## Te beoordelen tekst

Overlast door processierups neemt grote vormen aan
Het verspreidingsgebied waarin de eikenprocessierups voorkomt, is dit jaar sterk uitgebreid ten opzichte van 2003. De afgelopen lente en zomer hebben ongeveer 80.000 mensen gezondheidsklachten opgelopen door de brandhaartjes.
Dat blijkt uit onderzoek van de GGD in Noord-Brabant en Zeeland, die hiervoor 360 instanties, zoals gemeenten, natuurorganisaties en provincies, ondervroeg.
De eikenprocessierups komt alleen voor in eikenbomen. Het beestje dankt zijn naam aan de manier waarop het zich in grote, aaneengesloten colonnes verplaatst. Elke rups produceert maximaal 1 miljoen brandhaartjes. Die kunnen de huid, de ogen en de bovenste luchtwegen irriteren. In extreme gevallen kan zelfs blijvend letsel ontstaan.
Na verpopping van de rupsen blijven die haartjes nog jarenlang actief. De voorzichtige schatting is dat afgelopen lente en zomer ongeveer 80.000 mensen gezondheidsklachten hebben opgelopen door de brandhaartjes.
Uit het GGD-onderzoek blijkt dat 25 procent van de ondervraagden dit jaar voor het eerst met de rups te maken heeft gekregen. Dit betrof onder anderen inwoners in grote delen van de Betuwe, het Rijk van Nijmegen, Zuid-Gelderland, Doetinchem en Didam. Gemeenten in Noord-Brabant en Limburg, die al langer met de eikenprocessierups te maken hebben, gaven aan dat de omvang van de besmetting soms twee tot drie keer vergroot is. Zo hebben de gemeenten meer dan 5000 meldingen gekregen over plaatsen waar de eikenprocessierups is aangetroffen. In het hele onderzoeksgebied waren 770.000 eikenbomen besmet met het beestje dat eikenbomen met een wit web ’versiert’.
De rupsen worden vaker met biologische middelen bestreden. Voorheen werden de rupsen bestreden door ze in de bomen weg te branden of te zuigen. „Maar dat roept steeds meer weerstand op”, zegt onderzoeker H. Jans van het Provinciale Bureau Medische Milieukunde in Breda.
Afgezien van enkele incidentele meldingen in het begin van de vorige eeuw, zijn de eerste rupsen eind jaren tachtig gesignaleerd in de Brabantse Kempen. Na het hoogtepunt in 1996 nam het aantal beestjes duidelijk af. Vanaf 2000 neemt het aantal echter weer toe, vooral buiten Brabant. De rupsen komen nu ook voor in Gelderland, Limburg, Zuid-Holland en Zeeuws-Vlaanderen.
Waardoor het aantal rupsen na 1996 aanvankelijk fors is verminderd, is niet duidelijk. Datzelfde geldt voor de toename van de afgelopen jaren. De bestrijding van het diertje kostte dit jaar ongeveer 1,5 miljoen euro. Dat bedrag komt voor rekening van individuele gemeenten en wegbeheerders, zoals Rijkswaterstaat en particulieren. Als de kosten voor gezondheidszorg erbij worden geteld, komt het bedrag al gauw 1 miljoen euro hoger uit.

## Opdracht A
Geef het artikel over de eikenprocessierups opnieuw weer, beginnend bij de woorden "Na verpopping van" en eindigend na "wit web ’versiert’.". Wijzig daarin "Didam" in "Zevenaar".
## Opdracht B
Hoeveel eikenbomen waren volgens het artikel over de eikenprocessierups in het hele onderzoeksgebied besmet?

(Bronrecords)
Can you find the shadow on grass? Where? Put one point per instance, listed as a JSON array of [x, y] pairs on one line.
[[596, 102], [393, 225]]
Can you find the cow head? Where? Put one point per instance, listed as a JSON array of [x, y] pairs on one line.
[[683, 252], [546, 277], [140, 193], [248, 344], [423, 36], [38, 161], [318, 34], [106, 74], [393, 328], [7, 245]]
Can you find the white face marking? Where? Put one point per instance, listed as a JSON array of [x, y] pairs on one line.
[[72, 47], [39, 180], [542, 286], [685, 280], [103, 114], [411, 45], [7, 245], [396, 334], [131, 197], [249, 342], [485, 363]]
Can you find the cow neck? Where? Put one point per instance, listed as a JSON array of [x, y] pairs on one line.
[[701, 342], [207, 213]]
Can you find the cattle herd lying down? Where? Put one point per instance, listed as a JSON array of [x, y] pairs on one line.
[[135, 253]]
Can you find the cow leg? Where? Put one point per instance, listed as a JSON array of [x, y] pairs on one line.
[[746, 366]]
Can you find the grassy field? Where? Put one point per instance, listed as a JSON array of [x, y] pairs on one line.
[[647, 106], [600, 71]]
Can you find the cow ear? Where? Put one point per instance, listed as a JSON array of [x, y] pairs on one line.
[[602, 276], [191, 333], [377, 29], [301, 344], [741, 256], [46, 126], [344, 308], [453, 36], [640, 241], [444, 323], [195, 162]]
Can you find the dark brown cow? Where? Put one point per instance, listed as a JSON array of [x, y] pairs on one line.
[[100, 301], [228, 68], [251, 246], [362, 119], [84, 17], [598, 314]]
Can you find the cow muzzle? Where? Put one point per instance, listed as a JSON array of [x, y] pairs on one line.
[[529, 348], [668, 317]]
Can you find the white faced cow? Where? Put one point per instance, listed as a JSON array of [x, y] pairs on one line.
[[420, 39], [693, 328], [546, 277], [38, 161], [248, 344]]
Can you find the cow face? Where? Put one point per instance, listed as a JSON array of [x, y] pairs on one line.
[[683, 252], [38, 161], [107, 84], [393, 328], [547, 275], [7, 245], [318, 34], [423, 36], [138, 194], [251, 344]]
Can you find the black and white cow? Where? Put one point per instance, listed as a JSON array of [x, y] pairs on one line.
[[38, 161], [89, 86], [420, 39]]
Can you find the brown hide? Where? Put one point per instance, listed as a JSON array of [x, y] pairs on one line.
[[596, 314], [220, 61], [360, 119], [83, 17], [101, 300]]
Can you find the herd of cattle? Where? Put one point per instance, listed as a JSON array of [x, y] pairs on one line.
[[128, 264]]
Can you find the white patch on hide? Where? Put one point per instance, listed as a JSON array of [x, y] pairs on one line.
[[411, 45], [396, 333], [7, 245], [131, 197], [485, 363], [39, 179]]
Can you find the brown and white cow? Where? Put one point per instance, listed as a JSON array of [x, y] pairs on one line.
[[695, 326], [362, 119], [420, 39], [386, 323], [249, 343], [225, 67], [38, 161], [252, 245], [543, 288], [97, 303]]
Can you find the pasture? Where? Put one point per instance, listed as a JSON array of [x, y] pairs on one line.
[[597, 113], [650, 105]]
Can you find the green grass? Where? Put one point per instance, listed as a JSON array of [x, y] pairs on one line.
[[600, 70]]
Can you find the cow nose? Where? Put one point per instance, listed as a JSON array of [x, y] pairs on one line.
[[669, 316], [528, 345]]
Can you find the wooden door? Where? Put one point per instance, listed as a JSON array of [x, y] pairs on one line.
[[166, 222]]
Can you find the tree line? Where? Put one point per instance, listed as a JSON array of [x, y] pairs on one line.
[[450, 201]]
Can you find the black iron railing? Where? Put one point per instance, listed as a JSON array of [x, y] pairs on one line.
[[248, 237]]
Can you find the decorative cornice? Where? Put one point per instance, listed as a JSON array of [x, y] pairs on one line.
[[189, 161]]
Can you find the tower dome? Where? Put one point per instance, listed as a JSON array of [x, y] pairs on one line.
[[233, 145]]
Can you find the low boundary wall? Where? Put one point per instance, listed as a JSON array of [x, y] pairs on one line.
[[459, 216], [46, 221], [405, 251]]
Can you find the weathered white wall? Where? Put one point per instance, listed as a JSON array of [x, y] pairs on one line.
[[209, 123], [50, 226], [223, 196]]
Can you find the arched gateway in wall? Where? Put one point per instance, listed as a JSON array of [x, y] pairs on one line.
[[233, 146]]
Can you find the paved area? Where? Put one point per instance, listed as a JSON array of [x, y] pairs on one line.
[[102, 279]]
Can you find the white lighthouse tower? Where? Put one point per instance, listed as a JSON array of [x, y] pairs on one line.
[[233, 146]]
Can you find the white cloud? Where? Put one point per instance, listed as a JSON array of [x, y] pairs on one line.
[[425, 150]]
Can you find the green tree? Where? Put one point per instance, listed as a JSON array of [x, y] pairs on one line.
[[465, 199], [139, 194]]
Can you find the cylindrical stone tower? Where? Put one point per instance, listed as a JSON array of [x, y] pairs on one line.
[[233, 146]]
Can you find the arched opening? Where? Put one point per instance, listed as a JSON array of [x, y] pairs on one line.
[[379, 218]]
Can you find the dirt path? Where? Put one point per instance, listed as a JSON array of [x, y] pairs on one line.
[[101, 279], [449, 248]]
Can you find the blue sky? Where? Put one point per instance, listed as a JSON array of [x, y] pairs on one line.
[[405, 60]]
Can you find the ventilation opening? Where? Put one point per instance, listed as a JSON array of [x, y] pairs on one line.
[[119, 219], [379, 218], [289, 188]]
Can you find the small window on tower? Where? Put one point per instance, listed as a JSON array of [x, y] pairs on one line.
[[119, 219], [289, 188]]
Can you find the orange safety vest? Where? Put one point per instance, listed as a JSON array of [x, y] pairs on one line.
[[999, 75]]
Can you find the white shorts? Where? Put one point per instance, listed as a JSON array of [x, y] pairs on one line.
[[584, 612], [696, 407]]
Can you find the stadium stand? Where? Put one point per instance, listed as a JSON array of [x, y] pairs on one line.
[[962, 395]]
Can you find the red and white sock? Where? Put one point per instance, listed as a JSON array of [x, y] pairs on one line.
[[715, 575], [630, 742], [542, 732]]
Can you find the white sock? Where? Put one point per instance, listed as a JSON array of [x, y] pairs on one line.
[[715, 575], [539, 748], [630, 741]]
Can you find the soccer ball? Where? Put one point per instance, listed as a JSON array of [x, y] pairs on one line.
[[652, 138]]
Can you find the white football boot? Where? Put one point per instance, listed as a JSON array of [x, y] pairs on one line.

## Uitgewerkt antwoord A
Na verpopping van de rupsen blijven die haartjes nog jarenlang actief. De voorzichtige schatting is dat afgelopen lente en zomer ongeveer 80.000 mensen gezondheidsklachten hebben opgelopen door de brandhaartjes.
Uit het GGD-onderzoek blijkt dat 25 procent van de ondervraagden dit jaar voor het eerst met de rups te maken heeft gekregen. Dit betrof onder anderen inwoners in grote delen van de Betuwe, het Rijk van Nijmegen, Zuid-Gelderland, Doetinchem en Zevenaar. Gemeenten in Noord-Brabant en Limburg, die al langer met de eikenprocessierups te maken hebben, gaven aan dat de omvang van de besmetting soms twee tot drie keer vergroot is. Zo hebben de gemeenten meer dan 5000 meldingen gekregen over plaatsen waar de eikenprocessierups is aangetroffen. In het hele onderzoeksgebied waren 770.000 eikenbomen besmet met het beestje dat eikenbomen met een wit web ’versiert’.

## Uitgewerkt antwoord B
770.000 eikenbomen.